- TEXT SEGMENT -
○ ○ ○ ○ ○

Skip to main content

Debug

When a script doesn't do what you expected, the question is always “what is it actually doing?” The Debug block lets your script leave little notes about itself as it runs, so you can peek inside and find out exactly what happened, and where it went wrong.

What is debugging?

A bug is when your script does something you didn't mean. Debugging is the detective work of finding out why. The hardest part is usually seeing what your script is up to: it runs in a fraction of a second, invisibly, on the server.

The Debug block makes the invisible visible. You drop it into your script with a message, and every time the script runs past it, that message gets recorded. Read those messages back, and you can follow your script's footsteps.

Think of it like leaving a trail of breadcrumbs through a forest. Later, you walk the trail and see exactly where you went.

The block

Block data for “Debug” is being generated.

The Log Log block takes one thing: a message to record. Drop in a simple value, like a piece of text, a number, a true/false flag, or the value of a variable. (It accepts text, numbers, true/false, durations, and rotations; to log a player or object, turn it into text first, for example with their name.) It's a Action stack block, so it snaps into your script like any action and the blocks keep running right past it.

LogLog records a message every time your script runs through it.

How to actually use it

The classic trick is the “did we get here?” check. Suppose a door isn't opening and you can't tell why. Sprinkle Log blocks through the script:

  1. Log at the start

    Put a Log block right under your event that says "door script started". If you never see it, the event itself isn't firing.
  2. Log the values

    Before the part that decides things, log the value you're checking, like the player's score or an object's state. Now you can see the real numbers your script is working with, not the ones you assumed.

○ ○ ○ ○ ○

Records from a point labeling set:
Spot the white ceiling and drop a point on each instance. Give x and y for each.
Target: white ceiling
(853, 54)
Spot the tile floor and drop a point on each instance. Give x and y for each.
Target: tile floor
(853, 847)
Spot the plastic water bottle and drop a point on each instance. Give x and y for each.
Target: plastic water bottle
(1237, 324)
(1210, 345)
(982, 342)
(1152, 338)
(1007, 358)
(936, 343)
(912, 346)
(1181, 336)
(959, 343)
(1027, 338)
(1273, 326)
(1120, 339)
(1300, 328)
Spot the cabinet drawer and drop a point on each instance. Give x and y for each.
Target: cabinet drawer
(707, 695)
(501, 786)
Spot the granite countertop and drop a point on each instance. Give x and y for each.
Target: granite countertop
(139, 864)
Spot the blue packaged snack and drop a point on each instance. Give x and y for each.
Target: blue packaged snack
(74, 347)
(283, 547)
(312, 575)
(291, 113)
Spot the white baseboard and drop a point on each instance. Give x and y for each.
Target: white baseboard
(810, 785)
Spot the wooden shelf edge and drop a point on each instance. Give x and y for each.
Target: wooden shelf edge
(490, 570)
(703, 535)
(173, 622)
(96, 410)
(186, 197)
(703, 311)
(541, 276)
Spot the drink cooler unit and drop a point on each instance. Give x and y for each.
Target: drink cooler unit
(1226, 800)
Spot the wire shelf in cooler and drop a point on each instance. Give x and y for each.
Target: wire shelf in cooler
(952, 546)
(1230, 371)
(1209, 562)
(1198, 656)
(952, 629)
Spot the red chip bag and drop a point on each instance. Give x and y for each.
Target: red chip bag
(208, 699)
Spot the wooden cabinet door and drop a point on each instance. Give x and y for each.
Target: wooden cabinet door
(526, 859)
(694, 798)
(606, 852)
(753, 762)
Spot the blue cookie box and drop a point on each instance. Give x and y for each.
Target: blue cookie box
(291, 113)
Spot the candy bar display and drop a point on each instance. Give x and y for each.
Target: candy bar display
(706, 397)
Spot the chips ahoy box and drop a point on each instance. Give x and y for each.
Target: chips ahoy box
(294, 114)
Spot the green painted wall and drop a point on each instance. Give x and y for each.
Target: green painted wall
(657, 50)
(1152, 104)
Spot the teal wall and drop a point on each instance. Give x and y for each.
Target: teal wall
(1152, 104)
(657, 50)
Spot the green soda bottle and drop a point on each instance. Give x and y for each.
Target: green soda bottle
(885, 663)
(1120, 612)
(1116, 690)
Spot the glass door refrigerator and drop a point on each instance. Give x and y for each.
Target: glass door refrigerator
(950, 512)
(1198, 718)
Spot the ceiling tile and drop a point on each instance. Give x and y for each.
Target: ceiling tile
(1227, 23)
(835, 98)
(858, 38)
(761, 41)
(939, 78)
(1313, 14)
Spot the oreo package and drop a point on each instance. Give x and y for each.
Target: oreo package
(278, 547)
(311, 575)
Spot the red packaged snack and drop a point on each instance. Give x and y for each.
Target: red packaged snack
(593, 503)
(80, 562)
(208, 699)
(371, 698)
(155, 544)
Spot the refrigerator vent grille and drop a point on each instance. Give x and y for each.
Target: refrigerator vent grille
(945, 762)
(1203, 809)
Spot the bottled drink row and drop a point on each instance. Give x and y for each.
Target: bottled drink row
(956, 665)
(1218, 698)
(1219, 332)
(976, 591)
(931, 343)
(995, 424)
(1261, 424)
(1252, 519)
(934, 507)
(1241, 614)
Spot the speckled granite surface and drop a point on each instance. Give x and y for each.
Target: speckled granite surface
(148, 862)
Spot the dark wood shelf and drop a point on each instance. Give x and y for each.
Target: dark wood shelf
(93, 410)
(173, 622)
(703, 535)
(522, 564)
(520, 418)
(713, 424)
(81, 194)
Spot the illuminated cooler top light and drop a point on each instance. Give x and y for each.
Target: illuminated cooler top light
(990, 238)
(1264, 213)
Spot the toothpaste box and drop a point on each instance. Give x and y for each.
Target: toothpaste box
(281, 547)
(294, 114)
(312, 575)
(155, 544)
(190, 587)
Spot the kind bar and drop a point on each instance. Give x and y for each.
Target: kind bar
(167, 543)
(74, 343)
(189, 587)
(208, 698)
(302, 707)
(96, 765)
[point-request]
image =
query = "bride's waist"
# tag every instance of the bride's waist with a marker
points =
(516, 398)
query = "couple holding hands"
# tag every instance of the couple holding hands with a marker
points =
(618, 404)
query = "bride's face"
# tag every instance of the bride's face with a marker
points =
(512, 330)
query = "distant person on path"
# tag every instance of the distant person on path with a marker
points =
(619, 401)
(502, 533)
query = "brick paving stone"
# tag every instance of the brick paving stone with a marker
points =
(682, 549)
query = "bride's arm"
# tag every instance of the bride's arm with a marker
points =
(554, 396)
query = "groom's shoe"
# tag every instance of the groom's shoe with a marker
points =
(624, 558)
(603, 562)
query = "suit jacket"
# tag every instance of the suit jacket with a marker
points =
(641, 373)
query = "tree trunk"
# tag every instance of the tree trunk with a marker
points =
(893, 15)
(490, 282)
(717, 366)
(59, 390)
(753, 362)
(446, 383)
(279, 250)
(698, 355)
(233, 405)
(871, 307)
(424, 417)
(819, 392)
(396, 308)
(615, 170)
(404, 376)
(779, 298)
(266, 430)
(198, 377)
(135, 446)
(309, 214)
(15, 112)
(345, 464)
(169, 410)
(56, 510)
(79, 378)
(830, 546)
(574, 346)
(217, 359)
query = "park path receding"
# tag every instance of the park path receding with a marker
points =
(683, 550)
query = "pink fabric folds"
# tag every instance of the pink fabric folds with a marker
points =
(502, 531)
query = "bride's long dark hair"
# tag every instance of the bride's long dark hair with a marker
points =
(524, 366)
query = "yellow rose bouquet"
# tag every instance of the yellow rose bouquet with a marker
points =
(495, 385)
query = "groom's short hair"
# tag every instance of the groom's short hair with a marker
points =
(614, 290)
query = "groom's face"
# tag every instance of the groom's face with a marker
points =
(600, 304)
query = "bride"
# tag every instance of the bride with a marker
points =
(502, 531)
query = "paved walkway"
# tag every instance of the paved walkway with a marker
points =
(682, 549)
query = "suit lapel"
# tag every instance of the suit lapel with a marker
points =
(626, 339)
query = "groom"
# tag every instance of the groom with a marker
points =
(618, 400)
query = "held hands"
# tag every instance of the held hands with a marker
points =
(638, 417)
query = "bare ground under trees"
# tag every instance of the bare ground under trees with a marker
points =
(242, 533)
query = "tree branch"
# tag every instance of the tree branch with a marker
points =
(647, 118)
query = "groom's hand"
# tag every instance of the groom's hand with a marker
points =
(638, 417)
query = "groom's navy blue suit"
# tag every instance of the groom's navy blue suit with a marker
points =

○ ○ ○ ○ ○

- WRITTEN TASK 1 -
Repeat the part of the Debug block page starting with "A bug is when" and going on through "where you went.".
- WRITTEN TASK 2 -
Which kinds of values does the Debug block page say the block accepts?
- WRITTEN TASK 3 -
Take the Debug block page further from where it stops.

- TASK RESULT 1 -
A bug is when your script does something you didn't mean. Debugging is the detective work of finding out why. The hardest part is usually seeing what your script is up to: it runs in a fraction of a second, invisibly, on the server.

The Debug block makes the invisible visible. You drop it into your script with a message, and every time the script runs past it, that message gets recorded. Read those messages back, and you can follow your script's footsteps.

Think of it like leaving a trail of breadcrumbs through a forest. Later, you walk the trail and see exactly where you went.

- TASK RESULT 2 -
Text, numbers, true/false, durations, rotations

- TASK RESULT 3 -
  3. Log inside the branch

    Put a Log inside your If / Else “if” block. If it never prints, your condition is false when you thought it was true.
  4. Read the trail

    Open the editor's Runs panel (see below) and follow the messages in order. The gap between the last message you see and the one you don't is where the problem lives.
Block snippetLogs left through the script become a trail in the Runs panel. The trail stops where the script stopped going, and the real value you logged often tells you why.
Log values, not just words

"got here" tells you the script reached a spot. "score is " joined with the actual score tells you why it did what it did. Logging the real values is the trick that cracks most bugs, because most bugs are a value being something you didn't expect.

Where the messages show up

Your logs are recorded on the server and shown in the script editor's Runs panel, the list of recent script runs, newest first. Each run shows the behavior name, whether it completed or failed, and how much work it did. Open it up to walk through what happened.

Under the hood
  • The room keeps a rolling buffer of the most recent debug records (up to 500). Old ones drop off the end, so debug logs are for live investigation, not permanent records.
  • The Runs panel refreshes every couple of seconds while it's open, so trigger your event and watch the new run appear.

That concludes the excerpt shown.